• PROBLEM REQUIREMENTS
In the comparison of SimpleVLA-RL and LeRobot, what kind of reward function does SimpleVLA-RL use?

SimpleVLA-RL vs LeRobot: Two Paths to Teaching Robots Manipulation
If you have been following robot manipulation research in 2026, two names keep coming up: SimpleVLA-RL — a framework that applies Reinforcement Learning directly to VLA models in simulation, and LeRobot — HuggingFace's open-source ecosystem supporting both Imitation Learning and RL on real robots. Both frameworks tackle the same problem — teaching robots to manipulate objects — but with fundamentally different philosophies.
In this post, we will analyze the strengths and weaknesses of each framework across 8 criteria, helping you choose the right tool for your project. Spoiler: they are not competing — they are complementary.
1. RL Philosophy: Simulation vs Real Robot
This is the most fundamental difference between the two frameworks.
SimpleVLA-RL: Pure RL in Simulation
SimpleVLA-RL uses GRPO (Group Relative Policy Optimization) — a PPO variant designed for language models. The reward function is remarkably simple: binary 0/1 (success or failure). No reward shaping, no reward classifier — just a simulator returning whether the task was completed.
The entire RL process happens in simulation (LIBERO, RoboTwin). The robot tries thousands of episodes in virtual environments with zero risk of hardware damage and no supervision required. Once the policy converges, it transfers to real robots via sim-to-real transfer.

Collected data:
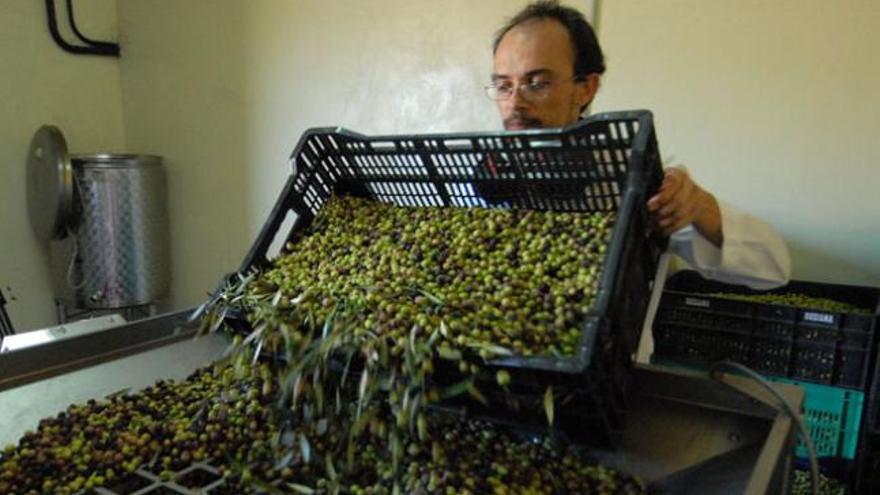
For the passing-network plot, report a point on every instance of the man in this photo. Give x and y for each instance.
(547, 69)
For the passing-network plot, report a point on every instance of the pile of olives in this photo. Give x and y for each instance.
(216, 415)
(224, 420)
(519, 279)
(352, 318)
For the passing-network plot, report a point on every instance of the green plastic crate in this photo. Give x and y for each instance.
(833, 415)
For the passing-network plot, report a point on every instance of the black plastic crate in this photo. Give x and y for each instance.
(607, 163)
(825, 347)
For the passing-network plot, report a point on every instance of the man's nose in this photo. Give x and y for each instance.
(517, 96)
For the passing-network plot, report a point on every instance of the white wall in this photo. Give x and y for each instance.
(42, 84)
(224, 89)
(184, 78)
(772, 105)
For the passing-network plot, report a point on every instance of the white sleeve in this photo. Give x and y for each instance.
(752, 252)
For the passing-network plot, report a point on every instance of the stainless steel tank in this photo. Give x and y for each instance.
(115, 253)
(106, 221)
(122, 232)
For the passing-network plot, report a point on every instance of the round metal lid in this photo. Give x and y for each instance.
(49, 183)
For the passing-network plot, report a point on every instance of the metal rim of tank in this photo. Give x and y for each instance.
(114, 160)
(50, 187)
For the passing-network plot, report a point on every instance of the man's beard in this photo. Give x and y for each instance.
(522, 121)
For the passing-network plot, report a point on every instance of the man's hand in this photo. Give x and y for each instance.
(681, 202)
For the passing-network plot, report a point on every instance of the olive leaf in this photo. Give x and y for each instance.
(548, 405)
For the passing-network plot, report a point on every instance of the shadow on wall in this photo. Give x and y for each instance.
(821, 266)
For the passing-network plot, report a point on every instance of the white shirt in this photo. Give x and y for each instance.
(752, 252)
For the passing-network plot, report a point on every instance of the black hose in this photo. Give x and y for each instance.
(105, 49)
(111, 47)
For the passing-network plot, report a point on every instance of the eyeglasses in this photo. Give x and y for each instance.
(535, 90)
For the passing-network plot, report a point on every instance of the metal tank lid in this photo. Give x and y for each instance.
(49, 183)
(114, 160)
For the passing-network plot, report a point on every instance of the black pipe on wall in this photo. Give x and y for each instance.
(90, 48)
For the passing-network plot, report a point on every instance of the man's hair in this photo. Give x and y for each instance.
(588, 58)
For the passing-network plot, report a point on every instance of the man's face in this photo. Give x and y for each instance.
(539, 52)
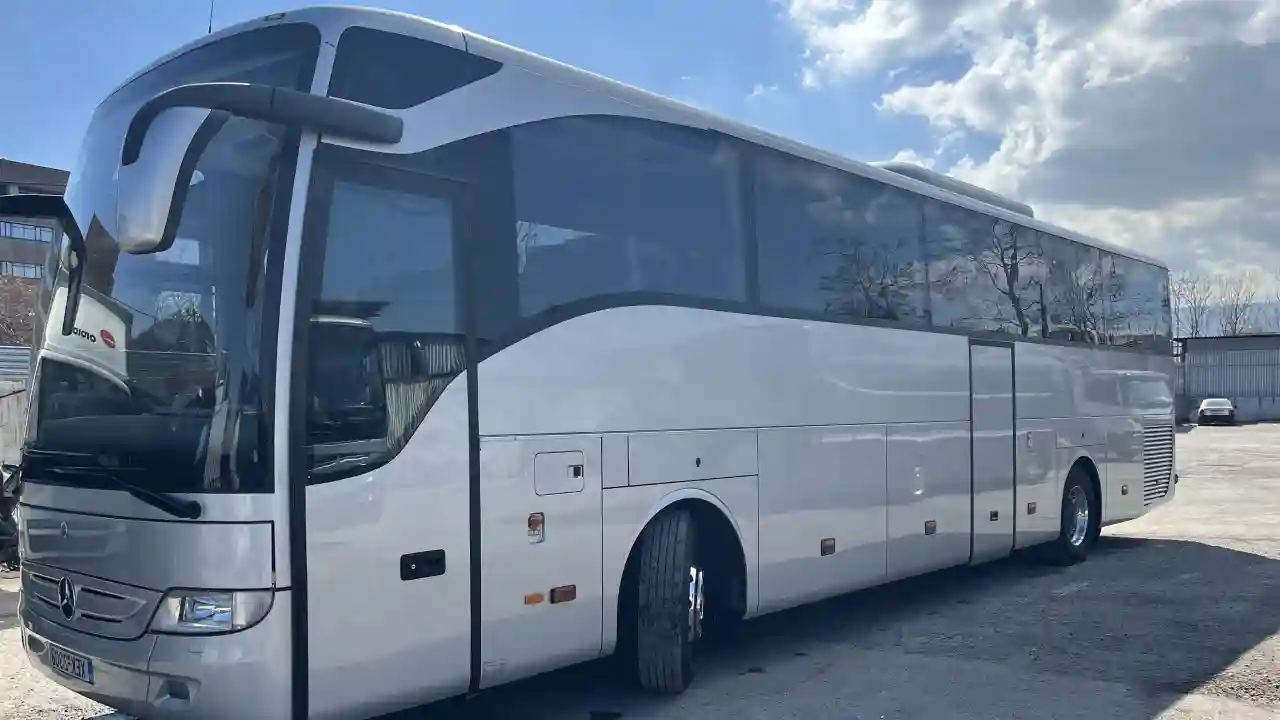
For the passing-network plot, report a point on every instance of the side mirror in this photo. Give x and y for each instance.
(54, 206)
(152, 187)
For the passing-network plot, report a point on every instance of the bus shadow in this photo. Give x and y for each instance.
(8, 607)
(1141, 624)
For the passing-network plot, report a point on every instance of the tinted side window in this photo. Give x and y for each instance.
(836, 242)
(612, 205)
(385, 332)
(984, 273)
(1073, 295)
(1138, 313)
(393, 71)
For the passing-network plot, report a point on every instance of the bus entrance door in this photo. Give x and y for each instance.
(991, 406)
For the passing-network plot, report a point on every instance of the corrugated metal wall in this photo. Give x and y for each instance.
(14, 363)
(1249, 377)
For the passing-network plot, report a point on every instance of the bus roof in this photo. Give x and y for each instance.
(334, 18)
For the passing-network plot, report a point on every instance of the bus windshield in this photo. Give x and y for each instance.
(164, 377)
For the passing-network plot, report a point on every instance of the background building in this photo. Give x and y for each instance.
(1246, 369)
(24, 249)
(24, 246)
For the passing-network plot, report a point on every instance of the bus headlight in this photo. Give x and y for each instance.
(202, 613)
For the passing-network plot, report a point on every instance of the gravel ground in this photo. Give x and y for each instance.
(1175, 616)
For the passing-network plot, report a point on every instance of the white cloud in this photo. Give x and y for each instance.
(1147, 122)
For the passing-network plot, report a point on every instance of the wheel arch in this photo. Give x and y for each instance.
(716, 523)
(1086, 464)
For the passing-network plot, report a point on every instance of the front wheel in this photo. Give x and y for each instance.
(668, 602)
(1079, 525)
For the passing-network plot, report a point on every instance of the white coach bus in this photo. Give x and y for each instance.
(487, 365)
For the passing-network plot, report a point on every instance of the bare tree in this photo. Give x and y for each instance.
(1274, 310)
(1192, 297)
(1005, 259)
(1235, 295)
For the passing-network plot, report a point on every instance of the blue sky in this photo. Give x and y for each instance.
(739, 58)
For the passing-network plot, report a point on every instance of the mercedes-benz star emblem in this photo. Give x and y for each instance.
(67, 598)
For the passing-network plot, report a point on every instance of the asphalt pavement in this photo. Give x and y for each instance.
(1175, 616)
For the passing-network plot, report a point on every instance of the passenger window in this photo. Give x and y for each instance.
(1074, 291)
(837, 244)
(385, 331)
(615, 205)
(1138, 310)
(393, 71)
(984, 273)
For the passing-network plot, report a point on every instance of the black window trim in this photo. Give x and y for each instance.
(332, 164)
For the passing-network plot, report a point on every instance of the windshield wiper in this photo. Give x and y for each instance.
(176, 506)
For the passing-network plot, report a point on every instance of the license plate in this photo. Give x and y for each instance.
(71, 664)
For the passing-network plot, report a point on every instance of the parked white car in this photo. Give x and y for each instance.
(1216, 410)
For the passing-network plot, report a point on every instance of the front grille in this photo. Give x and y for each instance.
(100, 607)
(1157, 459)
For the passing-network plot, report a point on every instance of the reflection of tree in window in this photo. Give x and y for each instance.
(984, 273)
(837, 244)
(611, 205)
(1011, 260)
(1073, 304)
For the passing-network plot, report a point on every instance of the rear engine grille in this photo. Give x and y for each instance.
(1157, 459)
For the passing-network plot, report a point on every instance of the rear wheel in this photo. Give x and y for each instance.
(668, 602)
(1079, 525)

• SOLUTION FOR THIS EXERCISE
A binary 0/1 reward that signals success or failure.